Created attachment 174678 [details] Proposed Patch
Created attachment 174680 [details] JUnit test case Test case will show longer processing time before patch is applied. Additionally add tracing in ThreadJob#waitForRun() to count iterations of the while(true) loop during this test before and after the patch. The test launches several jobs with various scheduling rules and has them do busy work for 5 to 60 seconds.
Request a review of the bug and an update on when it will be addressed. I have updated the severity to major and also the version.
We are waiting for feedback on this bug. We would like to see this issue addressed in the first maintenance release of Helios.
Created attachment 176718 [details] New Patch v1
Created attachment 176719 [details] Old junit made to run in ETF
Created attachment 176721 [details] New Junit Test
The description was a bit confusing but I've managed to parse out what the issue was. This is in fact a regression that was introduced with the yieldRule(). The yieldRule() patch also performed some code refactoring that caused this error. Previous to the refactoring, the spin loop unconditionally rested 250ms every loop iteration. This was optimized in the refactoring to only rest when the blocking job's state made was appropriate. The condition is that when beginRule() is blocked on a job, it was assumed that IF the Job was not in the the RUNNING state, the loop would soon terminate (the job had completed, and its no longer blocking.) The possibility that the job that was blocking the beginRule was also blocked was MISSED, and therefore the loop would continuously spin while in this state, stealing CPU time from all other threads. The fix is to check for WAITING (implies YIELDING/BLOCKED/ABOUT_TO_SCHEDULE) or RUNNING since both mean that it has not yet completed its execution. The original test case was a bit lengthy and hard to understand. I've improved it with a test case that can be run as a JUnit test, instead of a JUnit plugin test. Unfortunately, there is no good way to determine the pass-fail condition of this test, so it always passes. (Except when time-limit exceeds.) There just isn't any 100% accurate way to properly test that the beginRule() method is spinning out of control.
Out of curiosity, why is the case where the blocking job in SLEEPING state still allowed to spin? I have not come across a case where I have a job waiting on another job in state SLEEPING and I am not sure if it is a situation that is even possible to construct.
(In reply to comment #9) > Out of curiosity, why is the case where the blocking job in SLEEPING state > still allowed to spin? I have not come across a case where I have a job > waiting on another job in state SLEEPING and I am not sure if it is a situation > that is even possible to construct. That's right, it's not a valid state for a job to be at that point in time. For it to be choosen as a blockingJob, it needs to be in the running jobs list (which also contains only RUNNING|WAITING|BLOCKED jobs. Basically, only these jobs have the ability to block another. If one of these states is encountered, the waitForRun() method can safely rest until the state is changed from that state. If it were somehow SLEEPING|NONE, it doesn't make sense to wait at all, since a SLEEPING|NONE job can not block any job (including the active one), and therefore, the waitForRun() should exit the loop as quick as possible.

Given entries>
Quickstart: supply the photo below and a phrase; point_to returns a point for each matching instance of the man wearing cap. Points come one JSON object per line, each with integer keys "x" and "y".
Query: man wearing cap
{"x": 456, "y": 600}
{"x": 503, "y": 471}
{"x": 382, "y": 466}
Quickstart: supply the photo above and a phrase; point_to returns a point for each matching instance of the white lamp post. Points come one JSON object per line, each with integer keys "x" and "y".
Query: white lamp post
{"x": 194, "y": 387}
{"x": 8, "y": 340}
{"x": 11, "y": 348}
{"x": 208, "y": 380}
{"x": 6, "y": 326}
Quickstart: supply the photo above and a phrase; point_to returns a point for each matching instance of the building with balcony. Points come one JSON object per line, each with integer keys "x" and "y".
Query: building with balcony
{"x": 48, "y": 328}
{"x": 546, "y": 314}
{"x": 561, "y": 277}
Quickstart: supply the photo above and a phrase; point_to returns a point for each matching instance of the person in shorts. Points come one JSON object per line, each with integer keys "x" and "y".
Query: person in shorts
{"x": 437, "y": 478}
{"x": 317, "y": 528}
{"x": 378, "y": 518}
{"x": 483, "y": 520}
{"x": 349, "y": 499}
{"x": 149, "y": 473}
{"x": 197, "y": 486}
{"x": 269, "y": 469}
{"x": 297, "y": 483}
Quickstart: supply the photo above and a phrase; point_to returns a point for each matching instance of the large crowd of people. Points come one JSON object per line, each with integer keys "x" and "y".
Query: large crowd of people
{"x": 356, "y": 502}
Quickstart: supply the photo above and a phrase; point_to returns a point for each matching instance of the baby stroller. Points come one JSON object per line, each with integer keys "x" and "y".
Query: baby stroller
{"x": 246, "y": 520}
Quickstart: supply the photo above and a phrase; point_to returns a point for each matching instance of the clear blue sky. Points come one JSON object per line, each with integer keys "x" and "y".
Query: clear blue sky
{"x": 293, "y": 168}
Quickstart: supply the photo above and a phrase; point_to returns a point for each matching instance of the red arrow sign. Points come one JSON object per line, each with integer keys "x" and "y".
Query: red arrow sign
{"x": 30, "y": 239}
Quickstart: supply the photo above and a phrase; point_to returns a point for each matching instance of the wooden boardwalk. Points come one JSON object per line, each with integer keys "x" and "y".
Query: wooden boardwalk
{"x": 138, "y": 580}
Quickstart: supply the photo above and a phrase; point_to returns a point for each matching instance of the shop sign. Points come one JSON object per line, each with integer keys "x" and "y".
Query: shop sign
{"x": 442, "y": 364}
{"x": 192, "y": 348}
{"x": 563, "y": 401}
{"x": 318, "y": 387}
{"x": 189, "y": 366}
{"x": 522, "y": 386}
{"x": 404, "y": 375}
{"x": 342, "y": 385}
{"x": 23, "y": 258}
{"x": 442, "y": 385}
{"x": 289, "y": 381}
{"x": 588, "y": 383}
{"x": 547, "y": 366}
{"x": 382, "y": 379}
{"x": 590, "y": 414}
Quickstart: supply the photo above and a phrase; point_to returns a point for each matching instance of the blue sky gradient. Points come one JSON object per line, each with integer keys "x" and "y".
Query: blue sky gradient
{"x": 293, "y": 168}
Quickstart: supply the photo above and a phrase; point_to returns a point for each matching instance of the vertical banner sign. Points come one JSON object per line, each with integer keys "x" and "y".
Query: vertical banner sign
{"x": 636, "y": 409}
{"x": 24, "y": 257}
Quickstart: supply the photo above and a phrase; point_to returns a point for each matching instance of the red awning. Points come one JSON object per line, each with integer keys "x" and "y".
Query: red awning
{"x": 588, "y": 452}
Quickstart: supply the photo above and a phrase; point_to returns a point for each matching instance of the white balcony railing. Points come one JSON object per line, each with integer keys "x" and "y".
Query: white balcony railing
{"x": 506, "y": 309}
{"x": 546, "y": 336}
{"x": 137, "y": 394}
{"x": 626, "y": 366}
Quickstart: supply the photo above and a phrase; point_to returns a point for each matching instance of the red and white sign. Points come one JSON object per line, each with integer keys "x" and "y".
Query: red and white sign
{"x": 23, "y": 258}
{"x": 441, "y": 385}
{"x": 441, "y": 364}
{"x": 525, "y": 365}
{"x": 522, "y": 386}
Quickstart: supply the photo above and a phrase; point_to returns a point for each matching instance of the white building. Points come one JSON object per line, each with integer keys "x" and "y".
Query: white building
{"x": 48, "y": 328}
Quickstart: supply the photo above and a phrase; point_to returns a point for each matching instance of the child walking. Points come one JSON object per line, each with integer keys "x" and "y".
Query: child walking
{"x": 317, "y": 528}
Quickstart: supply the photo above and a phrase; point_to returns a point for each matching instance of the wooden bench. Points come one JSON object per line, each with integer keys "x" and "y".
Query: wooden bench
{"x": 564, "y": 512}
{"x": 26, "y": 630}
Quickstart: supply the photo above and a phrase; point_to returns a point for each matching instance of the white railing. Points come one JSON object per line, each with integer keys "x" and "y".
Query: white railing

The exercise>
From the bug thread, extract word for word the passage that starts with the words "Created attachment 174678" and ends with "release of Helios.".

Problem solution>
Created attachment 174678 [details] Proposed Patch
Created attachment 174680 [details] JUnit test case Test case will show longer processing time before patch is applied. Additionally add tracing in ThreadJob#waitForRun() to count iterations of the while(true) loop during this test before and after the patch. The test launches several jobs with various scheduling rules and has them do busy work for 5 to 60 seconds.
Request a review of the bug and an update on when it will be addressed. I have updated the severity to major and also the version.
We are waiting for feedback on this bug. We would like to see this issue addressed in the first maintenance release of Helios.